> [OBJETIVO DEL EJERCICIO]: Actualice el texto sobre la transmisión de la fe que figura más abajo: transcriba todo lo que va desde "Hacen falta apóstoles, profetas" hasta "Dios, desde Dios.", poniendo "mensajeros" en lugar de "apóstoles".

> [TEXTO PROPORCIONADO]:

------------

Hacen falta apóstoles, profetas no de desgracias sino de venturas. El discípulo de Cristo del siglo XXI está obligado a dar esperanza, alegría, paz. No puede ser un “maestrillo” que repite la lección bien aprendida, sino alguien que se sabe afortunado, querido, privilegiado. Alguien al que le ha tocado “el gordo” de la lotería y está feliz, radiante. Uno que ha experimentado en carne propia la misericordia, el perdón, la luz. Quien puede decir que es feliz a pesar de sus limitaciones, defectos y contrariedades. Un testigo de lo bonita que puede ser la vida con Dios, desde Dios.

Los padres que quieren que sus hijos se sientan seguros, que quieren transmitirles ganas de vivir, sentido a sus vidas, si son creyentes, han de transmitirles la fe, el sentido cristiano de la vida. Y, para que su enseñanza sea eficaz, lo han de hacer con su vida, no solamente con su palabra o llevándolos a colegios católicos o a catequesis. Ellos son los mejores maestros si procuran vivir lo que creen.

“Cuando se ve esta coherencia de vida con aquello que decimos, siempre surge la curiosidad: pero, ¿por qué este vive así? ¿Por qué lleva una vida de servicio a los demás?. Y esa curiosidad es la semilla que recoge el Espíritu Santo y la lleva adelante. Y la transmisión de la fe nos hace justos, nos justifica. La fe nos justifica y en su transmisión damos justicia verdadera a los demás” dice el Papa.

------------

> [SECCIÓN DE DATOS]:
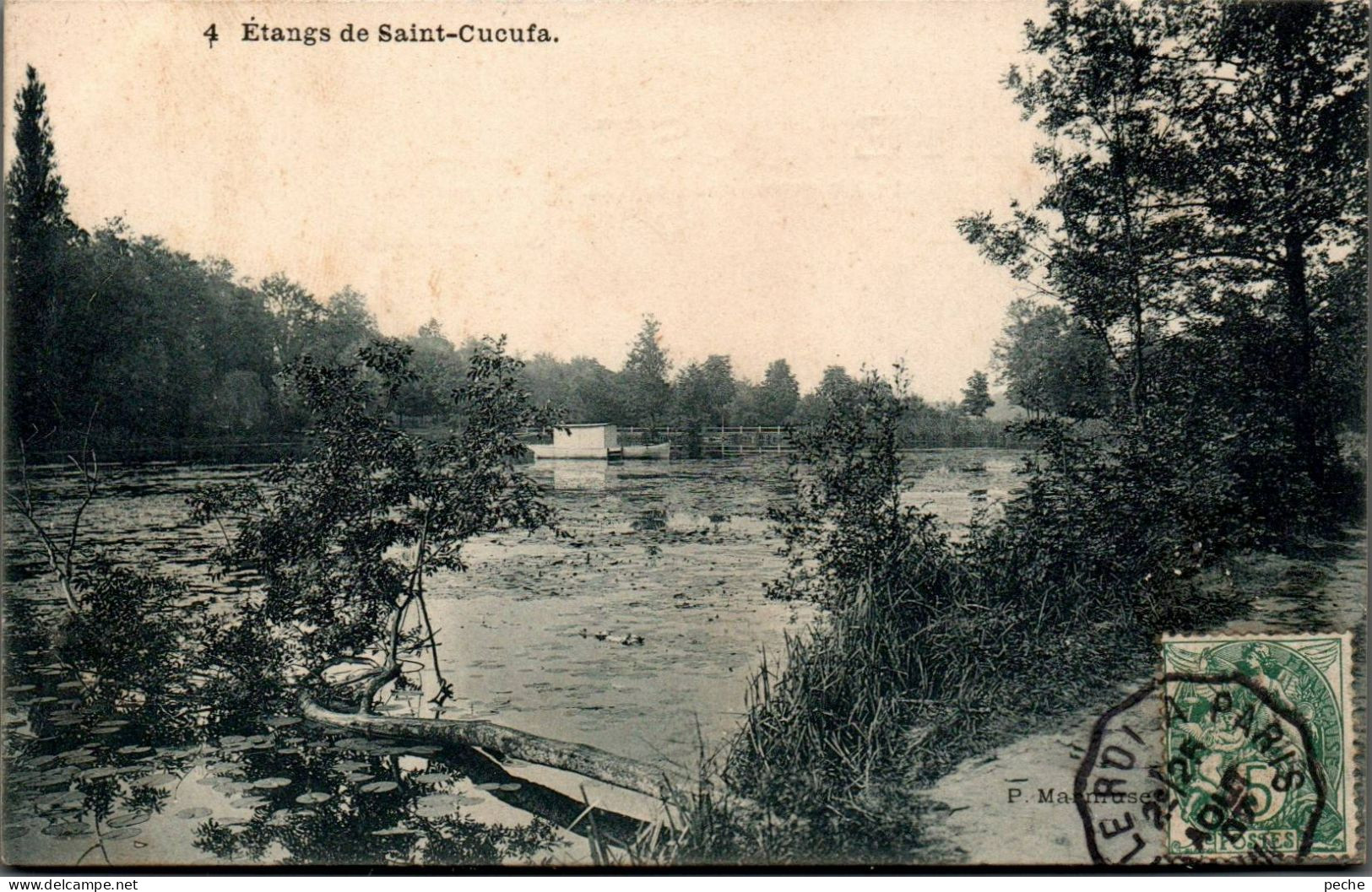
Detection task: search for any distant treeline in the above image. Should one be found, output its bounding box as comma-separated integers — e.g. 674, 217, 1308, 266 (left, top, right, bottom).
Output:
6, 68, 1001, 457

------------

> [RESPUESTA A CONTINUACIÓN]:
Hacen falta mensajeros, profetas no de desgracias sino de venturas. El discípulo de Cristo del siglo XXI está obligado a dar esperanza, alegría, paz. No puede ser un “maestrillo” que repite la lección bien aprendida, sino alguien que se sabe afortunado, querido, privilegiado. Alguien al que le ha tocado “el gordo” de la lotería y está feliz, radiante. Uno que ha experimentado en carne propia la misericordia, el perdón, la luz. Quien puede decir que es feliz a pesar de sus limitaciones, defectos y contrariedades. Un testigo de lo bonita que puede ser la vida con Dios, desde Dios.